▶ _DATASET RECORDS_:
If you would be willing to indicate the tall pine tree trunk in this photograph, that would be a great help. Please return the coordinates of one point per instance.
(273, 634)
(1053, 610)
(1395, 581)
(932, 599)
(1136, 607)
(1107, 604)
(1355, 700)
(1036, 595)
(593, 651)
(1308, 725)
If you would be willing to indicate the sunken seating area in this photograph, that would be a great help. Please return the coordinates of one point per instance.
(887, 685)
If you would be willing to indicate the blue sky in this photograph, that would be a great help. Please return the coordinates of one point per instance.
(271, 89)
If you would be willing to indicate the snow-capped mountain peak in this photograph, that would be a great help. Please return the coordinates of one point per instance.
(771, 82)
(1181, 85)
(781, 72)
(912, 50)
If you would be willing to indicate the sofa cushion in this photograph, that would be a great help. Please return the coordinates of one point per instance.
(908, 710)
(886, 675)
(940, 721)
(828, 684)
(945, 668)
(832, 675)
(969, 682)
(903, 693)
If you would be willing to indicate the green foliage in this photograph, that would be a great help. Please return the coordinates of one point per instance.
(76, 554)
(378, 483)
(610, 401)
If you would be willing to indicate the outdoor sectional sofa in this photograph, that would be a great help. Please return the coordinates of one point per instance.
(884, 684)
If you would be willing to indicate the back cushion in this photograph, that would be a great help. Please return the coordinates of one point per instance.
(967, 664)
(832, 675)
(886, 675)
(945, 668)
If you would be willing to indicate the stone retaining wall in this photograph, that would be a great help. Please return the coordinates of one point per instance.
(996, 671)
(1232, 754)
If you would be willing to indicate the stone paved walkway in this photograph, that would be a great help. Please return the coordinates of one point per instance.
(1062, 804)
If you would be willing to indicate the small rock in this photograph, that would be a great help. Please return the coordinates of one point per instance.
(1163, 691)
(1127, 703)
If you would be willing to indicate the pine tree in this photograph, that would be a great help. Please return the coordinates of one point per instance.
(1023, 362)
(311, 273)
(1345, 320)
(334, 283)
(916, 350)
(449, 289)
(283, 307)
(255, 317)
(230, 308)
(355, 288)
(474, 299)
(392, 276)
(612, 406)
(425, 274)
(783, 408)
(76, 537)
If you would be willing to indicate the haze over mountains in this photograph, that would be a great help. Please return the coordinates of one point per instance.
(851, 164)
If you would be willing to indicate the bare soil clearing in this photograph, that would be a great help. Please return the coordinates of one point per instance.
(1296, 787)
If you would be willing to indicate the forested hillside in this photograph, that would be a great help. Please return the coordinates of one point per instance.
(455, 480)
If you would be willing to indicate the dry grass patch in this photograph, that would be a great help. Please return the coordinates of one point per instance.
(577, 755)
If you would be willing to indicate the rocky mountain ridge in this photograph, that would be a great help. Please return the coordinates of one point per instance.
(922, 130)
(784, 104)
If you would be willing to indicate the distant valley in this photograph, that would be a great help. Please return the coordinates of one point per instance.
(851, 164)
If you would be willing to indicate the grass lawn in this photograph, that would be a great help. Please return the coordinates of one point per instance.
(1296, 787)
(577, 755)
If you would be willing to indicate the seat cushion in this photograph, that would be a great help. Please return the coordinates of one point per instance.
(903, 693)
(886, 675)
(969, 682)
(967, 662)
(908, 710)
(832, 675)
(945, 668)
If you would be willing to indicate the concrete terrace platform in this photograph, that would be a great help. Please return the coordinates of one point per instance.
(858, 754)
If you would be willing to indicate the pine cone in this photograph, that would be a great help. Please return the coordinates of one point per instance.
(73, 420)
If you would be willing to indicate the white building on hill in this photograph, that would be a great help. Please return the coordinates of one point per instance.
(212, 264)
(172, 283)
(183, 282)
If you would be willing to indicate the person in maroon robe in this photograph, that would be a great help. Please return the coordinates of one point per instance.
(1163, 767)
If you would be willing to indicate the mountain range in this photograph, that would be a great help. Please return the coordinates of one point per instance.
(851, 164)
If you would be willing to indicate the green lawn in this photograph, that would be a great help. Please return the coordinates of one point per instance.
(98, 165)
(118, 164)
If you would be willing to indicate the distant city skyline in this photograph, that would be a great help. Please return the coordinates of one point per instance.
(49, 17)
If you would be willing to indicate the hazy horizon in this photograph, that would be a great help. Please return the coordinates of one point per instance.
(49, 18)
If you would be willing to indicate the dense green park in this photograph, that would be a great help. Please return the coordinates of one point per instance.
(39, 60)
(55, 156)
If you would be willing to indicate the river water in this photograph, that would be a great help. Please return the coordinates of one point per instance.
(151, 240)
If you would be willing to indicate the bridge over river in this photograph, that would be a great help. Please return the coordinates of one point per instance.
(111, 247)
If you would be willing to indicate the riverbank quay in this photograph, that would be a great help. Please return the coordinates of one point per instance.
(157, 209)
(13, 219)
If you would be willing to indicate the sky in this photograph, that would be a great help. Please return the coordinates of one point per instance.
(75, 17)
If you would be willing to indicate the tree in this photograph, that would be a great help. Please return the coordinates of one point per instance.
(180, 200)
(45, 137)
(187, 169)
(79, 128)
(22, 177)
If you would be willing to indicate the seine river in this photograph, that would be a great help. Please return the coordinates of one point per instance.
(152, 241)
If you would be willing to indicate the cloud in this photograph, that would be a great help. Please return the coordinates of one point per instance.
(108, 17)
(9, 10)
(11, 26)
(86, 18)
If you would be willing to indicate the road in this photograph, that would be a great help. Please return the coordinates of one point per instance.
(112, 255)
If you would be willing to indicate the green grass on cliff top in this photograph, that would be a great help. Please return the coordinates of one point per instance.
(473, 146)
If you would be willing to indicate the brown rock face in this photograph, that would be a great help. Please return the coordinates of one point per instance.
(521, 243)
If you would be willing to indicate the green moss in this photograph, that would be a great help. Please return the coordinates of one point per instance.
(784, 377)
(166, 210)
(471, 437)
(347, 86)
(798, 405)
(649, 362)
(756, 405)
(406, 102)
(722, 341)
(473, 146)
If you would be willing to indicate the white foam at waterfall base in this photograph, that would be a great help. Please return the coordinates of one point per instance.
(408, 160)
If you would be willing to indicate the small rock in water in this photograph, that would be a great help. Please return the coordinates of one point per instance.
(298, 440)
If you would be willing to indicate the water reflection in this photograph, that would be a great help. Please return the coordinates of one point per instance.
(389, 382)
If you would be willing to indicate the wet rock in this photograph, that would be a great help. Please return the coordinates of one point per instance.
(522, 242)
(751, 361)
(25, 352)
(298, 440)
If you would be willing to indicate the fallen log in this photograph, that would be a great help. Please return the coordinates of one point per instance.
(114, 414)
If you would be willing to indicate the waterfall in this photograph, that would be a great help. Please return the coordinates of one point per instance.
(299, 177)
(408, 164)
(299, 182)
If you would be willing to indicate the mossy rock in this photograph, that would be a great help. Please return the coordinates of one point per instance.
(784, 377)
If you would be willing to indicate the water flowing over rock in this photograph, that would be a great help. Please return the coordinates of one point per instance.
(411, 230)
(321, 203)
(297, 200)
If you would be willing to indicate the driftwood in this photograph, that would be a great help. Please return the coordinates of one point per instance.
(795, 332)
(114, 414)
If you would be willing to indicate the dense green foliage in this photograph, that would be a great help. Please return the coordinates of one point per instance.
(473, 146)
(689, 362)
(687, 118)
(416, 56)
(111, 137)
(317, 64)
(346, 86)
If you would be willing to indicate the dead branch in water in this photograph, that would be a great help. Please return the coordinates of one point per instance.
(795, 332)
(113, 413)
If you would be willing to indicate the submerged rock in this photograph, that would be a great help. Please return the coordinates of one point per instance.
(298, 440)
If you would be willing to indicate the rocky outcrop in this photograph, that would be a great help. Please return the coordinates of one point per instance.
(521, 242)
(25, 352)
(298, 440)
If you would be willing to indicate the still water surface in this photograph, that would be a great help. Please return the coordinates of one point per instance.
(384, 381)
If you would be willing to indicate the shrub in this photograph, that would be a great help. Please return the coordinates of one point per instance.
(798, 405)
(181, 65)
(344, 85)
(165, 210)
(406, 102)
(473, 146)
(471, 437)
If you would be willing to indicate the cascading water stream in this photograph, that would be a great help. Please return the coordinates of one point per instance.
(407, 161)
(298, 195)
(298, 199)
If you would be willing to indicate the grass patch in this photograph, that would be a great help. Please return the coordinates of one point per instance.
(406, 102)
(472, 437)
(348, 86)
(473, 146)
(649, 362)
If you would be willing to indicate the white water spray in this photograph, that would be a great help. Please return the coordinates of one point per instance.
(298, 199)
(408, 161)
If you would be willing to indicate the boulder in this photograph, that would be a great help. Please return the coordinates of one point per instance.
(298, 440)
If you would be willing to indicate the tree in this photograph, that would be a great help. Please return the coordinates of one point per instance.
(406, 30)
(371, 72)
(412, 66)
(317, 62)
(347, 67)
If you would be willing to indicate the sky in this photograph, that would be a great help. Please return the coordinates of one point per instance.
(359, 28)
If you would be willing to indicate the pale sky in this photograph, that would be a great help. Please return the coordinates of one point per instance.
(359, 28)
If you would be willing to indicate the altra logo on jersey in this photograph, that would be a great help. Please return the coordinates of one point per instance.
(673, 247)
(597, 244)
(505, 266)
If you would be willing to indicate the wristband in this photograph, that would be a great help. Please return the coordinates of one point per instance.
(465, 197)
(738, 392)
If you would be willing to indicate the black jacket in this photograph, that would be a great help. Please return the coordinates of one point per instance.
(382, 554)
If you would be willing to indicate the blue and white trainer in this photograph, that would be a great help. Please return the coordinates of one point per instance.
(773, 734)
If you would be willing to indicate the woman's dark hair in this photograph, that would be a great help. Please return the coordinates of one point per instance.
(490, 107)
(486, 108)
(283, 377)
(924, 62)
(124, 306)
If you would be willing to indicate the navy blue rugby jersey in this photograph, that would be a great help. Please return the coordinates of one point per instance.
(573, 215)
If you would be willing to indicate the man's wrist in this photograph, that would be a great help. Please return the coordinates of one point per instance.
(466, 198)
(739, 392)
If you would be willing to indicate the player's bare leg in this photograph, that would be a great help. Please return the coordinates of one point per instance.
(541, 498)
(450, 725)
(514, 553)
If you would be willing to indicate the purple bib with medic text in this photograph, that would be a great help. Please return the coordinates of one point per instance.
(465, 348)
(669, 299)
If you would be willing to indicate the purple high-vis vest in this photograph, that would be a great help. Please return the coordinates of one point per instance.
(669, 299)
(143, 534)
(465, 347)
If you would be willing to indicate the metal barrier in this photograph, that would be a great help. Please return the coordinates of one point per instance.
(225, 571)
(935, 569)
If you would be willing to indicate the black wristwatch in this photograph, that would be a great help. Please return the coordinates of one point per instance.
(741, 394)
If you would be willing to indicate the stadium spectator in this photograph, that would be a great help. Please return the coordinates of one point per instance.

▶ _SHORT EXERCISE_: Only the lines from the one containing "If you would be willing to indicate the metal" to the end of the records should be repeated, exactly as they appear.

▶ _OUTPUT BELOW_:
If you would be willing to indicate the metal barrier in this photograph, that would be a great help. Please return the coordinates of one point per instance.
(225, 571)
(935, 569)
If you would be willing to indicate the black wristwatch in this photograph, that would be a great help. Please return the coordinates of one point per instance.
(741, 394)
If you would be willing to indicate the stadium spectator in this photograph, that would be a great help. Please return the coordinates of one point per instance.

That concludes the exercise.